▶ EXERCISE AIM
Reproduce the entries from their first line through the line containing "M18 172L25 172L26", including both ends, and leave the pictures out of your answer.

▶ EXTRACTED INFORMATION
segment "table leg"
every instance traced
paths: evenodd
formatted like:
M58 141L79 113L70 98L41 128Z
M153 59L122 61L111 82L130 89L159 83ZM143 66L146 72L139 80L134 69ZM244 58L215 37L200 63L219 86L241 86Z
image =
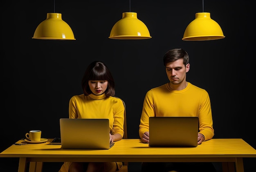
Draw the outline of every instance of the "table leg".
M18 172L25 172L26 166L27 165L27 158L20 158L19 162L19 168L18 169Z
M29 172L42 172L43 162L30 162Z
M235 172L234 163L233 162L222 162L222 172Z
M243 158L236 158L236 172L244 172L244 164Z

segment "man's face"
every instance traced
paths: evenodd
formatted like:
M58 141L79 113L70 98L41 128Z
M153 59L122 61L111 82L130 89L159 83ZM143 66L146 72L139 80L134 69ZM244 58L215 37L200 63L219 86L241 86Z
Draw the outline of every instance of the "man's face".
M184 65L182 59L167 63L165 69L171 83L177 85L186 82L186 74L189 70L189 64Z

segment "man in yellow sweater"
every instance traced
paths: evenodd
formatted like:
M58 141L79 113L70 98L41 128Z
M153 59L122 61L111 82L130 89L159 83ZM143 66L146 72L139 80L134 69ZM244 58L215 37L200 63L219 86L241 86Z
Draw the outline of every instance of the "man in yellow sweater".
M146 94L139 129L142 141L149 142L150 117L198 117L198 144L212 139L214 134L208 93L186 81L190 66L188 54L182 49L173 49L165 54L163 61L170 82L151 89ZM142 172L216 171L209 163L143 162L141 170Z

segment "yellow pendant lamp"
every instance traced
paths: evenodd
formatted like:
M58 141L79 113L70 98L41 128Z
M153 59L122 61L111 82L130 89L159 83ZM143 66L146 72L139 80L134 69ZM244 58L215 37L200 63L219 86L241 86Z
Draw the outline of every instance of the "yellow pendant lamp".
M209 13L195 13L195 19L187 26L182 40L205 41L225 37L220 25L211 18Z
M37 26L32 38L49 40L75 40L73 31L62 20L60 13L47 13L46 19Z
M122 18L117 21L111 29L108 37L117 40L144 40L150 39L149 31L146 25L137 18L137 13L123 13Z
M55 13L55 1L54 11L47 13L46 19L37 26L33 39L48 40L75 40L72 29L62 20L61 14Z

▶ RESULT OF THIS EXERCISE
segment "table leg"
every instance traced
paths: evenodd
formatted like:
M58 141L79 113L70 98L41 128Z
M153 59L122 61L111 82L130 89L159 83ZM143 66L146 72L139 80L134 69ZM244 58L215 37L200 63L219 86L241 86Z
image =
Draw the outline of every instance of the "table leg".
M18 172L25 172L26 166L27 165L27 158L20 158L19 162L19 168L18 169Z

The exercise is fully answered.